***** Text provided *****

That could well be. I've never looked into European employment stats.


While figuring out the real rate is important, what is more important is that they are consistent in the manor in which they calculate the rates. As long the government is consistent from month to month and president to president then the figures serve their purpose. More than anything they are a measuring stick of economic success.
While I agree with that in concept, there are a couple of caveats one must consider in this specific case. First, it is not truly a consistent metric because the rules have changed over time. For example, the BLS under the Bush administration changed the way "employment" is calculated to add almost one million jobs. (I documented this in an earlier thread here. I believe it took effect in January, 2003, but I may be off a year.) This reporting change was a nice windfall for the Bush admin at the time -- they were several million jobs in the hole -- but that doesn't necessarily mean the metric change was unreasonable. It does, however, mean that one cannot do an apples-to-apples comparison of current employment stats with earlier stats without compensating for the change.

***** Record list *****

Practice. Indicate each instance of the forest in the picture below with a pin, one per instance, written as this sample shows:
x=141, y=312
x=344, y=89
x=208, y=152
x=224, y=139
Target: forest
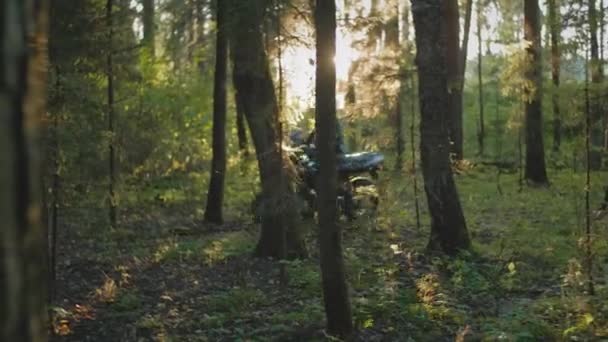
x=303, y=170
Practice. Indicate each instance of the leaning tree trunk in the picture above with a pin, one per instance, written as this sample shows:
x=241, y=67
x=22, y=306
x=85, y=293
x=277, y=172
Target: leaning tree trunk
x=554, y=25
x=149, y=25
x=22, y=236
x=111, y=114
x=535, y=171
x=597, y=76
x=256, y=93
x=481, y=134
x=335, y=290
x=215, y=195
x=448, y=228
x=451, y=30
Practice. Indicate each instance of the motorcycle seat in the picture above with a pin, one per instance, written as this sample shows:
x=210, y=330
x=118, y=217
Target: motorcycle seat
x=360, y=161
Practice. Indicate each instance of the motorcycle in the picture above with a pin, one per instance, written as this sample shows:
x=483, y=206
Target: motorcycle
x=357, y=175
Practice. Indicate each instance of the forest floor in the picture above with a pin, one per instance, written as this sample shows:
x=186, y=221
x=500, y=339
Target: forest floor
x=163, y=275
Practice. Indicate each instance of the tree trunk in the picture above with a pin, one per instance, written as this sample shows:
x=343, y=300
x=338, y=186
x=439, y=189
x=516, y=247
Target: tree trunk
x=335, y=291
x=465, y=42
x=22, y=236
x=554, y=25
x=481, y=134
x=240, y=125
x=149, y=25
x=451, y=31
x=391, y=27
x=400, y=141
x=597, y=76
x=110, y=104
x=535, y=171
x=448, y=228
x=596, y=66
x=215, y=195
x=256, y=93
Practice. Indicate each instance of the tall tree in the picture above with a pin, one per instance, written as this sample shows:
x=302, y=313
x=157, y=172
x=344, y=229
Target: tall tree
x=256, y=92
x=448, y=228
x=241, y=130
x=111, y=113
x=465, y=40
x=335, y=291
x=597, y=76
x=215, y=195
x=451, y=31
x=481, y=133
x=535, y=171
x=149, y=24
x=554, y=25
x=22, y=237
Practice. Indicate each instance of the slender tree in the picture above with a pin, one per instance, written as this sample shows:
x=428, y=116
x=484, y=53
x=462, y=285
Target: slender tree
x=481, y=133
x=535, y=171
x=215, y=195
x=465, y=41
x=111, y=114
x=335, y=291
x=597, y=77
x=241, y=130
x=256, y=92
x=149, y=24
x=554, y=25
x=22, y=236
x=448, y=228
x=451, y=30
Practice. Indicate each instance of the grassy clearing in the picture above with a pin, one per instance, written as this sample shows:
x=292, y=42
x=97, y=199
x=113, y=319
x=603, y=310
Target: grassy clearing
x=521, y=281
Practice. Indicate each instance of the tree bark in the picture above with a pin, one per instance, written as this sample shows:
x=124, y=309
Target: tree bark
x=597, y=76
x=451, y=31
x=335, y=291
x=535, y=171
x=448, y=228
x=215, y=194
x=554, y=25
x=23, y=63
x=256, y=93
x=391, y=27
x=149, y=25
x=240, y=126
x=465, y=42
x=481, y=134
x=110, y=108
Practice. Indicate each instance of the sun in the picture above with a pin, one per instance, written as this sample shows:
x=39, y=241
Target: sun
x=298, y=63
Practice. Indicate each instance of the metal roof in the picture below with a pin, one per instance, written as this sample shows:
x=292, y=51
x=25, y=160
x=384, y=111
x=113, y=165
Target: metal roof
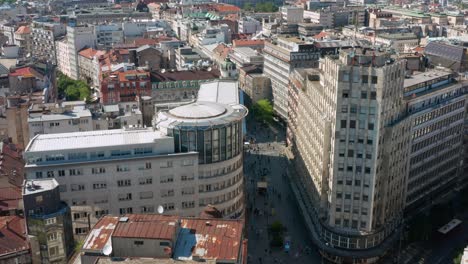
x=148, y=226
x=101, y=233
x=447, y=51
x=209, y=239
x=93, y=139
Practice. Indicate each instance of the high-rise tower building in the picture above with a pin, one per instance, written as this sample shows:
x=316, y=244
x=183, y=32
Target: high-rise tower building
x=355, y=131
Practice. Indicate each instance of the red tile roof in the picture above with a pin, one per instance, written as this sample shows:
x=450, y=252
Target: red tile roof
x=88, y=53
x=225, y=8
x=144, y=41
x=321, y=35
x=101, y=233
x=13, y=238
x=25, y=72
x=148, y=226
x=216, y=239
x=10, y=198
x=248, y=42
x=23, y=30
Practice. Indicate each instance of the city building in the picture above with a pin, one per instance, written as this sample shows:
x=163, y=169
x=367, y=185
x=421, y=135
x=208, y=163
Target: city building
x=447, y=55
x=108, y=34
x=14, y=242
x=165, y=239
x=134, y=169
x=187, y=58
x=103, y=15
x=249, y=25
x=401, y=42
x=292, y=14
x=254, y=84
x=23, y=39
x=348, y=140
x=61, y=119
x=125, y=86
x=78, y=37
x=280, y=60
x=63, y=56
x=243, y=56
x=44, y=35
x=48, y=221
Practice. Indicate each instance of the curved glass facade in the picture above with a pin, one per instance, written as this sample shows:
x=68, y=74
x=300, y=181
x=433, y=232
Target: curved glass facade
x=214, y=144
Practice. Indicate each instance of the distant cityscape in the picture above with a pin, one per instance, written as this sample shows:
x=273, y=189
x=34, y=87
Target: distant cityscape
x=232, y=131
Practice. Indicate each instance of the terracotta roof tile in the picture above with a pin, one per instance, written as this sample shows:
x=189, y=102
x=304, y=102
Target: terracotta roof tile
x=13, y=238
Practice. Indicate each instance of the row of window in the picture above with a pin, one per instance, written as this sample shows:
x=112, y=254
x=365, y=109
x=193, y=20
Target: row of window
x=439, y=112
x=436, y=138
x=436, y=149
x=437, y=125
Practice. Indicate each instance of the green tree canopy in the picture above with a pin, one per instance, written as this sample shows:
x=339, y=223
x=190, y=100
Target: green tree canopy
x=72, y=90
x=262, y=110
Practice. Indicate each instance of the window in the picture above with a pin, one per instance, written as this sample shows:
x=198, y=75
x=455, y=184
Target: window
x=365, y=78
x=167, y=178
x=148, y=165
x=74, y=172
x=81, y=230
x=147, y=209
x=98, y=170
x=100, y=213
x=166, y=164
x=62, y=187
x=187, y=163
x=188, y=190
x=127, y=210
x=146, y=195
x=123, y=183
x=143, y=181
x=125, y=197
x=168, y=206
x=122, y=168
x=77, y=187
x=343, y=123
x=51, y=221
x=54, y=251
x=188, y=204
x=99, y=185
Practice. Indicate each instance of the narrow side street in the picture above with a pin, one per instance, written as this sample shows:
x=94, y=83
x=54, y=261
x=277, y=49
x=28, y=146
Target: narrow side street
x=264, y=162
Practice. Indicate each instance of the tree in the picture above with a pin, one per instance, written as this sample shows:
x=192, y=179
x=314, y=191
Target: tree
x=71, y=89
x=263, y=111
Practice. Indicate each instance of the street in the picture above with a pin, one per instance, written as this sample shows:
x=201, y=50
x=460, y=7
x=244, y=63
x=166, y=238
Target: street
x=265, y=163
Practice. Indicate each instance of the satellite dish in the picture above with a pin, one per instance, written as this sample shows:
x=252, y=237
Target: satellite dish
x=160, y=209
x=107, y=250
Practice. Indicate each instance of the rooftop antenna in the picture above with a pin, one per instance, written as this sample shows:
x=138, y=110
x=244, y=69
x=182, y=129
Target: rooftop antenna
x=107, y=250
x=160, y=209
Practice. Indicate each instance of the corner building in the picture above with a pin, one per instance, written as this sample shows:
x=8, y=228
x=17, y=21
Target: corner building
x=192, y=158
x=353, y=134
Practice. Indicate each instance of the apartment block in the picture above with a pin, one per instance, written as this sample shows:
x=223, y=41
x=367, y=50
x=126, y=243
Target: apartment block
x=281, y=58
x=44, y=35
x=370, y=146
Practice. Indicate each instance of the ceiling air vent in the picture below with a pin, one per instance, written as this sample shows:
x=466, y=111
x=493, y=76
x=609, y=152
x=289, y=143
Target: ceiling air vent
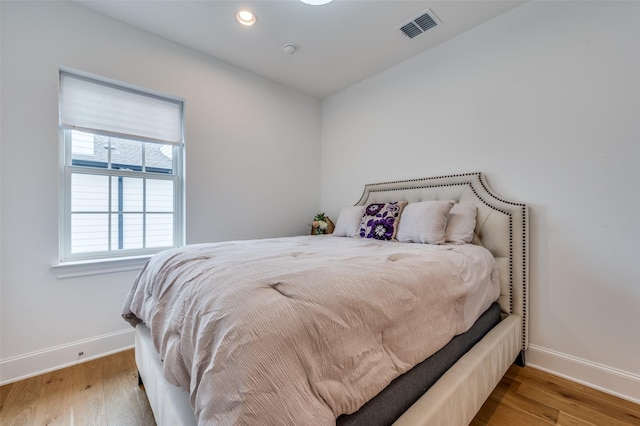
x=420, y=24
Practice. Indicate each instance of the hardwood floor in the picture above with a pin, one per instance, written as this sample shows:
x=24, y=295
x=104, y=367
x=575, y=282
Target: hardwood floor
x=105, y=392
x=102, y=392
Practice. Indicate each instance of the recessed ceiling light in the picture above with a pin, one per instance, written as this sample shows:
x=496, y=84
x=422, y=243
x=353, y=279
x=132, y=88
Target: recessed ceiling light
x=316, y=2
x=246, y=17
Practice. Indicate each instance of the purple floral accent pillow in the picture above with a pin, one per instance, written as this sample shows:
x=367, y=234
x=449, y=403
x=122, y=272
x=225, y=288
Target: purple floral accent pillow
x=380, y=220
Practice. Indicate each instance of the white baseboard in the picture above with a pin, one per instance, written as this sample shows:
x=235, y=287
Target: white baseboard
x=57, y=357
x=610, y=380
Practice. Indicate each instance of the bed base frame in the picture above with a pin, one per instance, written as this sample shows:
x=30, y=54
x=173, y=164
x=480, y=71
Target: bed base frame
x=502, y=227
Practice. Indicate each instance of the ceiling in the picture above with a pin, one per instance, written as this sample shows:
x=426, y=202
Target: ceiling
x=339, y=43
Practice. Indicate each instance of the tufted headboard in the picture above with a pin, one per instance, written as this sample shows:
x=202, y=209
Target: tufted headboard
x=501, y=227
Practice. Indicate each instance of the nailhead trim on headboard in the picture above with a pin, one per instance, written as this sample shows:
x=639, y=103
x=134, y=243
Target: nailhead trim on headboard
x=471, y=180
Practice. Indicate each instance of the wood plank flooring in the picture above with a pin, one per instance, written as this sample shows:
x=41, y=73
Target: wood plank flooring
x=105, y=392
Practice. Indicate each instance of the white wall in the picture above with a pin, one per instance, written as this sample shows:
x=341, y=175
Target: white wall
x=546, y=101
x=252, y=169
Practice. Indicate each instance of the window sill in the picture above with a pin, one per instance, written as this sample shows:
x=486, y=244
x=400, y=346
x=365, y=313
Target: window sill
x=98, y=266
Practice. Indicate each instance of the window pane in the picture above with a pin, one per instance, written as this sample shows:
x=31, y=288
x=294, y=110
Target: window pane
x=131, y=236
x=126, y=194
x=89, y=232
x=89, y=193
x=159, y=195
x=89, y=150
x=159, y=230
x=126, y=154
x=158, y=158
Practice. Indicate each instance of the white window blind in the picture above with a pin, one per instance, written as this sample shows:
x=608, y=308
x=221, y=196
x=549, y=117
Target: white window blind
x=88, y=104
x=122, y=182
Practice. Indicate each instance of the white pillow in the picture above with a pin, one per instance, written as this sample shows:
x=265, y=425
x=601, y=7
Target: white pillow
x=348, y=221
x=424, y=222
x=461, y=224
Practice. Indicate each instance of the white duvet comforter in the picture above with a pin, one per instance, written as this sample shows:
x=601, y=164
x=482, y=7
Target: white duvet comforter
x=300, y=330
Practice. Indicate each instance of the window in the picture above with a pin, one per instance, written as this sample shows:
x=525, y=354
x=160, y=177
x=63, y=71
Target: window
x=122, y=171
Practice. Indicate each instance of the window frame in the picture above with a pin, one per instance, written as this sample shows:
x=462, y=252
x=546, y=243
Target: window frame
x=75, y=264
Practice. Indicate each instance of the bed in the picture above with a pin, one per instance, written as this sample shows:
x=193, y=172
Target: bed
x=437, y=377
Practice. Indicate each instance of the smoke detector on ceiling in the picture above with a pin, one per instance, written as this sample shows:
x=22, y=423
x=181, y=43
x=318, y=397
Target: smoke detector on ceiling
x=289, y=48
x=421, y=23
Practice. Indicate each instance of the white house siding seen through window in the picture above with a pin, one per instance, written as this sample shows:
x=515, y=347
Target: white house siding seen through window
x=122, y=193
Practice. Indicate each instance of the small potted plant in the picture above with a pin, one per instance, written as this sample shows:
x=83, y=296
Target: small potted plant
x=321, y=225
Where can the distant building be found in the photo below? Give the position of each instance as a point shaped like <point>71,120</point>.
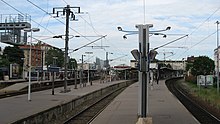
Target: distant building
<point>38,54</point>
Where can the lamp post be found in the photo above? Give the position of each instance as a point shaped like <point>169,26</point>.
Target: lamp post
<point>144,62</point>
<point>29,80</point>
<point>23,76</point>
<point>88,65</point>
<point>81,73</point>
<point>217,22</point>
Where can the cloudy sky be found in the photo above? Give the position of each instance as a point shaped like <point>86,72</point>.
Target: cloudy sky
<point>102,17</point>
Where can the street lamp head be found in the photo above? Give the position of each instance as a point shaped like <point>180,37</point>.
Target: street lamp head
<point>119,28</point>
<point>31,29</point>
<point>168,28</point>
<point>124,37</point>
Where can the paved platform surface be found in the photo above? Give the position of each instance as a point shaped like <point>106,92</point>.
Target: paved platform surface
<point>18,107</point>
<point>164,108</point>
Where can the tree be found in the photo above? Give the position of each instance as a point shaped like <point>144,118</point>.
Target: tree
<point>55,53</point>
<point>202,65</point>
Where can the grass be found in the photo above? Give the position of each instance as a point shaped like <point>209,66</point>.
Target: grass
<point>208,94</point>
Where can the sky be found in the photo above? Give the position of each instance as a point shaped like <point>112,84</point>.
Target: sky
<point>102,17</point>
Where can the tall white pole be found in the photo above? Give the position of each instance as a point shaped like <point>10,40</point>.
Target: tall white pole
<point>217,59</point>
<point>29,81</point>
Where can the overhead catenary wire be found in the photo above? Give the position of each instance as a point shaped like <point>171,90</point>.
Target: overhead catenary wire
<point>59,20</point>
<point>198,42</point>
<point>24,14</point>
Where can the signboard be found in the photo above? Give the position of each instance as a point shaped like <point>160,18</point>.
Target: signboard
<point>205,80</point>
<point>53,69</point>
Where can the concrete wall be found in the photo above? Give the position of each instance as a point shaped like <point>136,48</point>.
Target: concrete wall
<point>60,113</point>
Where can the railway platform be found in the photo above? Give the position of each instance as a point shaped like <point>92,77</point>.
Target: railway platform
<point>164,107</point>
<point>18,107</point>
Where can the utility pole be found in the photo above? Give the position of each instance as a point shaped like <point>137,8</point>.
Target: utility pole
<point>144,68</point>
<point>217,22</point>
<point>81,74</point>
<point>66,11</point>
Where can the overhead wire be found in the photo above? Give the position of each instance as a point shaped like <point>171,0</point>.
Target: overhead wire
<point>59,20</point>
<point>207,19</point>
<point>24,14</point>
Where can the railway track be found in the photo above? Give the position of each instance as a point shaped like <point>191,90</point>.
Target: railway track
<point>92,111</point>
<point>202,115</point>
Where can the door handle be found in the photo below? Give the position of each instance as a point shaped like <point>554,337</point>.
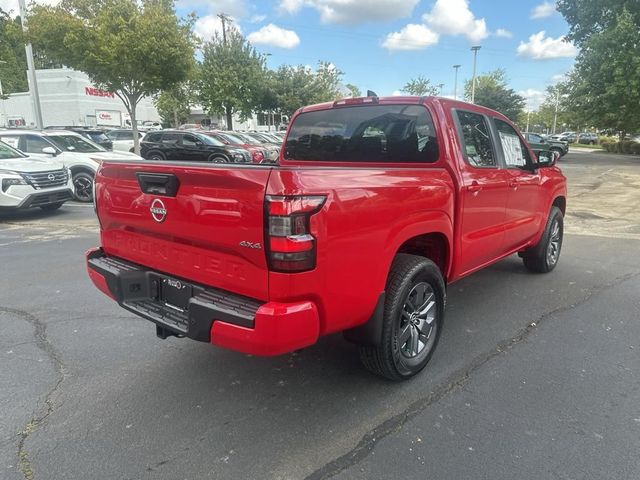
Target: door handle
<point>474,188</point>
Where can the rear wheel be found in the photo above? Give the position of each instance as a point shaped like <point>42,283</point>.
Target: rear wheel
<point>51,207</point>
<point>544,257</point>
<point>83,187</point>
<point>413,319</point>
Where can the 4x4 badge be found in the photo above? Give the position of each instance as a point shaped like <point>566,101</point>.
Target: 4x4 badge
<point>158,210</point>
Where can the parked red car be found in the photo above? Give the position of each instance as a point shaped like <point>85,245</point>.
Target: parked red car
<point>376,205</point>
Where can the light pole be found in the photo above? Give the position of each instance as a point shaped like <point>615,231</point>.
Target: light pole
<point>4,112</point>
<point>33,87</point>
<point>474,49</point>
<point>455,82</point>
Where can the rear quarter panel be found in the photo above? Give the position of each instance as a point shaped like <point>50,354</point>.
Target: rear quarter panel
<point>368,215</point>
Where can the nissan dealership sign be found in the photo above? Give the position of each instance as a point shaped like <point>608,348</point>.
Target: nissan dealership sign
<point>108,117</point>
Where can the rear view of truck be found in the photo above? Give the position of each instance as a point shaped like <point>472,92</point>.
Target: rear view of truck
<point>264,259</point>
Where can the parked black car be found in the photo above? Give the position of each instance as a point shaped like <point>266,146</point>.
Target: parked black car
<point>190,147</point>
<point>96,135</point>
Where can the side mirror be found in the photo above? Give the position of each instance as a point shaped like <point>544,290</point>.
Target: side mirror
<point>546,158</point>
<point>50,151</point>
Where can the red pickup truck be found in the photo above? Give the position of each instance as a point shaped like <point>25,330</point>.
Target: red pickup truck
<point>375,206</point>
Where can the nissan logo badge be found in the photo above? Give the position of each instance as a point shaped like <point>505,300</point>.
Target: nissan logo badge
<point>158,210</point>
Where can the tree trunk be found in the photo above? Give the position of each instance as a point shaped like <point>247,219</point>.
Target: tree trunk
<point>229,118</point>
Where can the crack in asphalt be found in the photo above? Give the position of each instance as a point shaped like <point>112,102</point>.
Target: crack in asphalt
<point>43,343</point>
<point>454,382</point>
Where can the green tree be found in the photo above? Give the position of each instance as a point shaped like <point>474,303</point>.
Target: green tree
<point>14,63</point>
<point>232,76</point>
<point>420,86</point>
<point>353,90</point>
<point>590,17</point>
<point>604,87</point>
<point>131,48</point>
<point>493,92</point>
<point>174,104</point>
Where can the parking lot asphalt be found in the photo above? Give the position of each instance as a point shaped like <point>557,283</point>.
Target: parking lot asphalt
<point>536,376</point>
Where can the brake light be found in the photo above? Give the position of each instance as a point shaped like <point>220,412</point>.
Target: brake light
<point>290,245</point>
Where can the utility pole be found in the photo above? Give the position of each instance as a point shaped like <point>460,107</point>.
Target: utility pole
<point>33,84</point>
<point>455,82</point>
<point>224,18</point>
<point>473,81</point>
<point>555,115</point>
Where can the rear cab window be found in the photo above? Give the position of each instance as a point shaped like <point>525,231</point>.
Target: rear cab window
<point>394,133</point>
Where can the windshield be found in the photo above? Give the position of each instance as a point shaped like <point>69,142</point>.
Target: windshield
<point>75,143</point>
<point>7,152</point>
<point>372,133</point>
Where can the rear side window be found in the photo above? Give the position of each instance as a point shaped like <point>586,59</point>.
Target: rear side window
<point>516,153</point>
<point>476,139</point>
<point>371,133</point>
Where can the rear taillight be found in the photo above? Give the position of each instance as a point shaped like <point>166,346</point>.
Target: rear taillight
<point>290,245</point>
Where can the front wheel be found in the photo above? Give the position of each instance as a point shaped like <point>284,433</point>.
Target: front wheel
<point>83,187</point>
<point>544,257</point>
<point>413,319</point>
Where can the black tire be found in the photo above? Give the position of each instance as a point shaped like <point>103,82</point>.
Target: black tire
<point>155,155</point>
<point>545,255</point>
<point>51,207</point>
<point>83,187</point>
<point>391,359</point>
<point>218,159</point>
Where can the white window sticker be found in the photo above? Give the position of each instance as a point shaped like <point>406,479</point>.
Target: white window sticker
<point>512,150</point>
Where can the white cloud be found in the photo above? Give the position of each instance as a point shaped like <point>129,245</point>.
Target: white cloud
<point>411,37</point>
<point>257,18</point>
<point>540,47</point>
<point>12,8</point>
<point>205,27</point>
<point>503,33</point>
<point>533,98</point>
<point>234,8</point>
<point>274,36</point>
<point>453,17</point>
<point>352,11</point>
<point>543,10</point>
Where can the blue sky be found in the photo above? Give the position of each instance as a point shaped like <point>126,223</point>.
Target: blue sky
<point>381,44</point>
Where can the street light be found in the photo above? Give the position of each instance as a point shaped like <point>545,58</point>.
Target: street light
<point>474,49</point>
<point>455,82</point>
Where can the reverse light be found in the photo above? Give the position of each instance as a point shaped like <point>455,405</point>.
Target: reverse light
<point>290,245</point>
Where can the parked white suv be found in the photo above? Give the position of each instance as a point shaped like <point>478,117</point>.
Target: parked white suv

*****

## Exercise aim
Please copy the entire passage on employment statistics word for word.

## The answer
That could well be. I've never looked into European employment stats.


While figuring out the real rate is important, what is more important is that they are consistent in the manor in which they calculate the rates. As long the government is consistent from month to month and president to president then the figures serve their purpose. More than anything they are a measuring stick of economic success.
While I agree with that in concept, there are a couple of caveats one must consider in this specific case. First, it is not truly a consistent metric because the rules have changed over time. For example, the BLS under the Bush administration changed the way "employment" is calculated to add almost one million jobs. (I documented this in an earlier thread here. I believe it took effect in January, 2003, but I may be off a year.) This reporting change was a nice windfall for the Bush admin at the time -- they were several million jobs in the hole -- but that doesn't necessarily mean the metric change was unreasonable. It does, however, mean that one cannot do an apples-to-apples comparison of current employment stats with earlier stats without compensating for the change.